- [Task goal]
Here are some entries; quote each one exactly.

- [Excerpted records]
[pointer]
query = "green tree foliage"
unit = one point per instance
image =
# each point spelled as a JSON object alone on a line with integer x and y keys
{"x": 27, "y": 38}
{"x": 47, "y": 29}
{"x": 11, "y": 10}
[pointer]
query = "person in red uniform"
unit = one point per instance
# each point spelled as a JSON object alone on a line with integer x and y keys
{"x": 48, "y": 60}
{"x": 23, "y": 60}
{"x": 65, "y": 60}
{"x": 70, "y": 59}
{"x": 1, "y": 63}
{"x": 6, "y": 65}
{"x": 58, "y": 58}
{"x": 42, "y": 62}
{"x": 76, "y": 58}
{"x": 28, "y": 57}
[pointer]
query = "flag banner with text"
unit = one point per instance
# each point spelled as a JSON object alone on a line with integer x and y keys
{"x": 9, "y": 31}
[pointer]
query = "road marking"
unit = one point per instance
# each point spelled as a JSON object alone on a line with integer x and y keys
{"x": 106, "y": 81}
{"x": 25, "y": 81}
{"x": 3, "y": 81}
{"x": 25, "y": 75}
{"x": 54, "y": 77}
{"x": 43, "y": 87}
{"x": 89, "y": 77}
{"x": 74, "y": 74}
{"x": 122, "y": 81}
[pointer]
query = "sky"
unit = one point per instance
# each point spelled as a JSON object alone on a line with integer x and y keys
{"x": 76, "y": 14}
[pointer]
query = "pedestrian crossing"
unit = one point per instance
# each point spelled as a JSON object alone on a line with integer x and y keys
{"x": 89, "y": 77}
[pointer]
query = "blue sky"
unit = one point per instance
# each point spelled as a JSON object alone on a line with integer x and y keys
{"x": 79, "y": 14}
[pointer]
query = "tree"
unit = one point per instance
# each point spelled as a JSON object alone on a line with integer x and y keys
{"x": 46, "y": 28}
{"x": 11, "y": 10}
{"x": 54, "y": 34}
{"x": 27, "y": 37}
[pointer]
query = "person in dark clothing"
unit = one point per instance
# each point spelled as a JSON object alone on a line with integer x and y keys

- [The output]
[pointer]
query = "green tree foliage"
unit = one point per instance
image =
# each point spelled as a JSON object alone on a line with integer x and y keys
{"x": 27, "y": 38}
{"x": 47, "y": 29}
{"x": 11, "y": 10}
[pointer]
query = "person in red uniform"
unit = one point per instance
# each point spelled as a JSON object alone on a line with integer x and y keys
{"x": 48, "y": 60}
{"x": 23, "y": 60}
{"x": 65, "y": 60}
{"x": 70, "y": 59}
{"x": 1, "y": 63}
{"x": 6, "y": 65}
{"x": 58, "y": 58}
{"x": 42, "y": 62}
{"x": 76, "y": 58}
{"x": 28, "y": 57}
[pointer]
query = "flag banner with text"
unit = one point per instance
# each point spelled as a JSON object alone on a line with integer x and y keys
{"x": 9, "y": 31}
[pointer]
query = "road marking"
unit = one point per instance
# each point spelled as a JSON object alone on a line with integer x and y keys
{"x": 106, "y": 81}
{"x": 25, "y": 81}
{"x": 3, "y": 81}
{"x": 25, "y": 75}
{"x": 54, "y": 77}
{"x": 43, "y": 87}
{"x": 89, "y": 77}
{"x": 74, "y": 74}
{"x": 122, "y": 81}
[pointer]
query = "sky"
unit = one point per instance
# each point spelled as a JSON object alone on a line with integer x and y keys
{"x": 76, "y": 14}
[pointer]
query = "pedestrian crossing"
unit = one point per instance
# each point spelled as a JSON object alone on a line with integer x and y keys
{"x": 89, "y": 77}
[pointer]
query = "blue sky"
unit = one point per instance
# each point spelled as a JSON object alone on a line with integer x and y keys
{"x": 79, "y": 14}
[pointer]
query = "tree"
unit = one point per instance
# each point spelled as a JSON object alone on a line with integer x and y keys
{"x": 46, "y": 28}
{"x": 11, "y": 10}
{"x": 54, "y": 34}
{"x": 27, "y": 37}
[pointer]
query = "person in dark clothing"
unit = one point per instance
# each point spelled as a JSON object alone on a line with integer x and y keys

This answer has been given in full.